* **TASK ITEM**: Write the next part of the passage below on the SOLiD System upgrades, starting right after its final sentence.

* **PASSAGE**:
........

SOLiD System Enhancements Set New Levels of Performance and Ease-of-Use for Genomic Analysis
Applied Biosystems this week is making available new upgrades to chemistry and software that will double throughput, simplify workflows and decrease system run times. These enhancements will be a part of all future shipments of the SOLiD System. These enhancements will also be made available to existing customers through local service and support teams located around the world.
With these new enhancements, the SOLiD System can consistently generate more than 6 billion bases of sequence data per run, which doubles throughput levels compared to when the system became commercially available just six months ago. This level of throughput maintains the SOLiD System as the highest throughput genomic analysis system available today. The SOLiD System is expected to scale further, as it has already demonstrated more than 10 billion bases per run at some customer locations, and up to 17 billion bases at Applied Biosystems' research and development facilities.
In addition to the number of bases sequenced per run, throughput can also be measured by the number of sequence tags that a genetic analysis system can generate for quantitative applications, such as gene expression profiling, identification of transcription factor binding sites, and serial analysis of gene expression (SAGE). Sequence tags, derived from short pieces of mRNA transcripts, are used for sequencing-based quantitative gene expression techniques. These techniques, such as SAGE, are used to rapidly identify differences in genome-wide patterns of gene expression, which could be associated with disease, regulatory cell networks or cell differentiation. With the upgrades to software and chemistry announced today, the SOLiD System now generates up to 240 million sequence tags per run. This increase in throughput of sequence tags is expected to further reduce the cost of conducting sequencing-based gene expression applications.

........

* **STUDY MATERIAL**:
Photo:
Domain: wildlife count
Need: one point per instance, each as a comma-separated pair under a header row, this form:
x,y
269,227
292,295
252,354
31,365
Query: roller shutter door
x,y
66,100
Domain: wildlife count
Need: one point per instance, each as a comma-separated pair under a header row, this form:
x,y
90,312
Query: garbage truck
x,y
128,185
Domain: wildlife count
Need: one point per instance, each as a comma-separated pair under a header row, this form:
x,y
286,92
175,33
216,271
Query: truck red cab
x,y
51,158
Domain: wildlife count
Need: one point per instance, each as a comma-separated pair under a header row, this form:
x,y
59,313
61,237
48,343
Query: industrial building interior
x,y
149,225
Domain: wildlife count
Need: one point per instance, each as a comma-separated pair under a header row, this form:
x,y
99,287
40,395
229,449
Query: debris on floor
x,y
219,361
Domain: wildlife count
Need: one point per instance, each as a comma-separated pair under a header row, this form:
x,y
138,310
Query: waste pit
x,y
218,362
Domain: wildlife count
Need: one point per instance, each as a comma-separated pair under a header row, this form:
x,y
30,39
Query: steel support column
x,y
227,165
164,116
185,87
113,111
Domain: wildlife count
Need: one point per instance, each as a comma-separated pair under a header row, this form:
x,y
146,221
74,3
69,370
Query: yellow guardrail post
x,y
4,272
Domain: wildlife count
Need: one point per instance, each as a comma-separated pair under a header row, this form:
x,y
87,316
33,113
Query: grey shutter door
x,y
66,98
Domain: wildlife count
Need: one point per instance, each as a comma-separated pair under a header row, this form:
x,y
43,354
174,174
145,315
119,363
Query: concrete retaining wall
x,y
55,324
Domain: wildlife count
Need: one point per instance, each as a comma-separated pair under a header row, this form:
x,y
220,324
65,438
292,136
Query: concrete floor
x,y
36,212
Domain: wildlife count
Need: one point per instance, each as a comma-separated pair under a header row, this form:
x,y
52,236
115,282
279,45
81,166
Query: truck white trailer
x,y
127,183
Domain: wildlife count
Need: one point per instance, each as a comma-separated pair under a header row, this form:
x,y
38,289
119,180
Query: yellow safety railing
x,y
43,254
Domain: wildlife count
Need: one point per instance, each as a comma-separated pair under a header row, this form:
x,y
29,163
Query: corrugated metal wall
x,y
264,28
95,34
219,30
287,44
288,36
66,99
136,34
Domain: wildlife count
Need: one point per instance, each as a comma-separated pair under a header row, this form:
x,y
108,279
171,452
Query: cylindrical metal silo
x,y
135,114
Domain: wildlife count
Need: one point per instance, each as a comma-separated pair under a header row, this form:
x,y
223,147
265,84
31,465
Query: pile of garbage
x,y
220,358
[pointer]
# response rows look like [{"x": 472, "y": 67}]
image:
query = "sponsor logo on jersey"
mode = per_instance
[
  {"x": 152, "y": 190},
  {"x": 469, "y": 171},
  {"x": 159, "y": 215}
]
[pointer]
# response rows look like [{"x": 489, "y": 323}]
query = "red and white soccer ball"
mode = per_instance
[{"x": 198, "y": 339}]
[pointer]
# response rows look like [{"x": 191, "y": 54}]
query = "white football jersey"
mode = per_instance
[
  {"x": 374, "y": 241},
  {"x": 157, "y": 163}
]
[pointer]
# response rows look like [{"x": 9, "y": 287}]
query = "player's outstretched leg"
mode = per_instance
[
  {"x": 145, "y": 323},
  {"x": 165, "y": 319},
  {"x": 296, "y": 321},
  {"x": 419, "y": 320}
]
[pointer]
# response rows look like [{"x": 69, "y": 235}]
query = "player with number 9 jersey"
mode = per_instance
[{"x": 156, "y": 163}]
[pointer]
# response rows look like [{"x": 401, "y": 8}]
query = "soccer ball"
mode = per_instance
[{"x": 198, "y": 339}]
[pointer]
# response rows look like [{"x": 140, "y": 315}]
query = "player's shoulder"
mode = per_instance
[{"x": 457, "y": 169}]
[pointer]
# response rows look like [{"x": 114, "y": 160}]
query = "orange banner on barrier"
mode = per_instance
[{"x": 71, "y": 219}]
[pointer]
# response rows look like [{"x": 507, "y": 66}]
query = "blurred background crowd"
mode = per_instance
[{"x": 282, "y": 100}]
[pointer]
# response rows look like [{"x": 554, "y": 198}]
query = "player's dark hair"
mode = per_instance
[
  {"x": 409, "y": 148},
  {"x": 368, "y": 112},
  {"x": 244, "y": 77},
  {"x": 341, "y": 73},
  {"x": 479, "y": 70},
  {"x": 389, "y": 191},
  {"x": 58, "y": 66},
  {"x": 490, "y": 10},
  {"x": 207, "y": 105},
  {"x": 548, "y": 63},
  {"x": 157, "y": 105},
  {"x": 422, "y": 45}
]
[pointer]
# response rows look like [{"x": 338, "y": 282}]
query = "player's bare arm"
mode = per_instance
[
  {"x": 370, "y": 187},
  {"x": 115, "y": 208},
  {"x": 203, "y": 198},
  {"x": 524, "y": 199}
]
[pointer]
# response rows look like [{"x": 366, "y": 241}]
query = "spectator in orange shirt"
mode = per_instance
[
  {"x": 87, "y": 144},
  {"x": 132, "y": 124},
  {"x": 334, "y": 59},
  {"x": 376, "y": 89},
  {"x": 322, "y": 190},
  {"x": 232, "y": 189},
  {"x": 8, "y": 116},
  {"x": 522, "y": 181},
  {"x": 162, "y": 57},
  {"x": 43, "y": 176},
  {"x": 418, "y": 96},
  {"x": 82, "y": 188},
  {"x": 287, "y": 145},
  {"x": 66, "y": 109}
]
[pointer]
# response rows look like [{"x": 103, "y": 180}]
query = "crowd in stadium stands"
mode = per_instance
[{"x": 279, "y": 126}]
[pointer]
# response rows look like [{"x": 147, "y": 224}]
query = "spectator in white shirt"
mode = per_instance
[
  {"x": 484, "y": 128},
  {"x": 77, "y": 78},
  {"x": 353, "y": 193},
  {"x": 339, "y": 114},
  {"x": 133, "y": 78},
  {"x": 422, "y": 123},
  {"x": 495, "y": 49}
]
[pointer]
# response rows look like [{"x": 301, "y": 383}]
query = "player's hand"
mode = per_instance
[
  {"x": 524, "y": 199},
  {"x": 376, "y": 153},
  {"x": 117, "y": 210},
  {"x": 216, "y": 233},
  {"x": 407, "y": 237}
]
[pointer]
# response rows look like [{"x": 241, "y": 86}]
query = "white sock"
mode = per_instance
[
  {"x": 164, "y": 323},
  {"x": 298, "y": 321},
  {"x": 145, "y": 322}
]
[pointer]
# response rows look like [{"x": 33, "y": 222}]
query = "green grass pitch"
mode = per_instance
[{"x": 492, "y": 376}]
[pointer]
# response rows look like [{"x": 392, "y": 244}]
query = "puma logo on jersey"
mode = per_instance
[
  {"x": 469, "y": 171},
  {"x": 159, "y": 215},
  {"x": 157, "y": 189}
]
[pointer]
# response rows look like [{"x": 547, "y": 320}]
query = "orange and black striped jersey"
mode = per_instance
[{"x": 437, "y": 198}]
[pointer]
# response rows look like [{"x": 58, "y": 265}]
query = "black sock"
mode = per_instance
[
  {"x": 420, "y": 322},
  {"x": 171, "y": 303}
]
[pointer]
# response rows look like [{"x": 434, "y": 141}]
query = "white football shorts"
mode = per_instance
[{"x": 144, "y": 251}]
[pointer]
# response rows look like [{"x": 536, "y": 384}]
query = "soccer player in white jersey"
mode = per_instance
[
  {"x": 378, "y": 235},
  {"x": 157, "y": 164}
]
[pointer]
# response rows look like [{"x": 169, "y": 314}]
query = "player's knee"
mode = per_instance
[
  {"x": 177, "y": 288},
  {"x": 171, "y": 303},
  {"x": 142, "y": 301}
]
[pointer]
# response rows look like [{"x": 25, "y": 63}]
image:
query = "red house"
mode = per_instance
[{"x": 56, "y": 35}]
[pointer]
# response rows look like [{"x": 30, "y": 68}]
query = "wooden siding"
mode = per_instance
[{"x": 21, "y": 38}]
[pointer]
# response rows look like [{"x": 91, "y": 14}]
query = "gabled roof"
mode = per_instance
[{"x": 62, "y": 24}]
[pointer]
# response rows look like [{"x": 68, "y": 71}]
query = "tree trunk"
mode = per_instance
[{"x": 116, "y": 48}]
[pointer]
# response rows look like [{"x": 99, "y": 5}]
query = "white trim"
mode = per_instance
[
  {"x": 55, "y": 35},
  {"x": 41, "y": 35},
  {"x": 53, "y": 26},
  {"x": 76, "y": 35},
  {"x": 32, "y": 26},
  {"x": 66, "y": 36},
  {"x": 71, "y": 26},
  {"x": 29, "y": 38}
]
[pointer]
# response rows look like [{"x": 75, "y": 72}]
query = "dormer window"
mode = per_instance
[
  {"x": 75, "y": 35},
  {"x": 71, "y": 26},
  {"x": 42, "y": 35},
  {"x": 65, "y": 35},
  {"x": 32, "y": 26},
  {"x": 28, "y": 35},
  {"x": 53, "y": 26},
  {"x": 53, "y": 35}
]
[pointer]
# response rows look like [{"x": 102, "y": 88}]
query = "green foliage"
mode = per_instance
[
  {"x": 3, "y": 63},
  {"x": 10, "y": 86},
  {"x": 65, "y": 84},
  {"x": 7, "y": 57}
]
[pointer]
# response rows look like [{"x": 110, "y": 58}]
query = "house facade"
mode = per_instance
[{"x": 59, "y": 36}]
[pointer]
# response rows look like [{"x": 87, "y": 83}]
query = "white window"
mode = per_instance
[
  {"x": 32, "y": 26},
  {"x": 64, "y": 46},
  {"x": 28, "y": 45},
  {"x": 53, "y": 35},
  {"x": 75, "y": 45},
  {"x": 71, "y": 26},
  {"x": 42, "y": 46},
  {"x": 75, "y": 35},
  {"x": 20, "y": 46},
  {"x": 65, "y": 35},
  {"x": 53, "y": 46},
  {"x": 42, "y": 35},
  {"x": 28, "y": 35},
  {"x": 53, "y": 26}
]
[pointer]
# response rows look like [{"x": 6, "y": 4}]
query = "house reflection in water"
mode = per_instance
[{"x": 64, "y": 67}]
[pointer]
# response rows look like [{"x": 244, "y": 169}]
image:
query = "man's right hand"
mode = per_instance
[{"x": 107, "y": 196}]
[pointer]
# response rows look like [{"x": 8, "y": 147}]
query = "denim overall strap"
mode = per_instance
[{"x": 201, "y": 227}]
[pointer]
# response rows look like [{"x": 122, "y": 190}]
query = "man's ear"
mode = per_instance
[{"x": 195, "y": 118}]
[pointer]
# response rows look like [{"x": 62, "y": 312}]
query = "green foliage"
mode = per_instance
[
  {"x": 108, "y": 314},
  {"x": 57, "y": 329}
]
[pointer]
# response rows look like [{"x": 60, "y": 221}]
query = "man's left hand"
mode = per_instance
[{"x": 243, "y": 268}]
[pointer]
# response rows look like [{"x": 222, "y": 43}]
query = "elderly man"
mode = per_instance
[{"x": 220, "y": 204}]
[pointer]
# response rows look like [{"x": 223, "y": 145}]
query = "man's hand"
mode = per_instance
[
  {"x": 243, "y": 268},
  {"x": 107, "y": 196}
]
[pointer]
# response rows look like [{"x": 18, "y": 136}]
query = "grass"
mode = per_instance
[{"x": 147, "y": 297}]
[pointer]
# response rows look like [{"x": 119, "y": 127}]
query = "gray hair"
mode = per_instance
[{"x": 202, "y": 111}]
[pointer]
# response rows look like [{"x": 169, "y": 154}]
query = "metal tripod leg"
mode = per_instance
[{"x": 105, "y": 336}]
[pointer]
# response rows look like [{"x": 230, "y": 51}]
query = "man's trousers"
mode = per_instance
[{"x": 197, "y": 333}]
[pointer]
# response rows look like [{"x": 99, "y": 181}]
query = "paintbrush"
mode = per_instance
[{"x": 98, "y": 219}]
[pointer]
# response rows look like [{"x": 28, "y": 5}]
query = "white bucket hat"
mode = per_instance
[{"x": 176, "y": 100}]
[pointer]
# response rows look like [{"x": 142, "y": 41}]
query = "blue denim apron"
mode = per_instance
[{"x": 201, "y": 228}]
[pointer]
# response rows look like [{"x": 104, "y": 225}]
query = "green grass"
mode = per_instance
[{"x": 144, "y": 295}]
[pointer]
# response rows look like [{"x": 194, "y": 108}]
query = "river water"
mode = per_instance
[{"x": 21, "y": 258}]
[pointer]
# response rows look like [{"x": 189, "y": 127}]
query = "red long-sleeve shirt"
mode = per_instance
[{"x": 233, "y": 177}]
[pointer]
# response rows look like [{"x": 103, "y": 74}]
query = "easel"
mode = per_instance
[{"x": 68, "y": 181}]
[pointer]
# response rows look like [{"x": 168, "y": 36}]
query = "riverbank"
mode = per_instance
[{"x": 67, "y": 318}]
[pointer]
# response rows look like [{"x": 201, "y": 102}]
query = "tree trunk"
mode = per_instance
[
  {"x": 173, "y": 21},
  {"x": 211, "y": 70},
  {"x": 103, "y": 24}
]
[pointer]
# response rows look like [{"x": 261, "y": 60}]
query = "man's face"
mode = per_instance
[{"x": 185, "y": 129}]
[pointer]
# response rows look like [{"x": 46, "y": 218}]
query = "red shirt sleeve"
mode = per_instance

........

* **ANSWER TO THE EXERCISE**:
Upgrades to chemistry and software have also resulted in improvements to sample preparation methods. These improvements are expected to result in simplified workflows, with less DNA sample now being required for use in DNA sequencing and RNA analysis applications. The number of manual pipetting steps researchers need to perform when preparing samples used in emulsion PCR have also been reduced. A smaller emulsion device, an optimized emulsion PCR protocol, and software upgrades have significantly shortened run times for both fragment and mate-pair library runs. Another result is higher quality data for most sequencing reactions, including more even representation of bases across the entire sequence composition range - GC content - of the genome.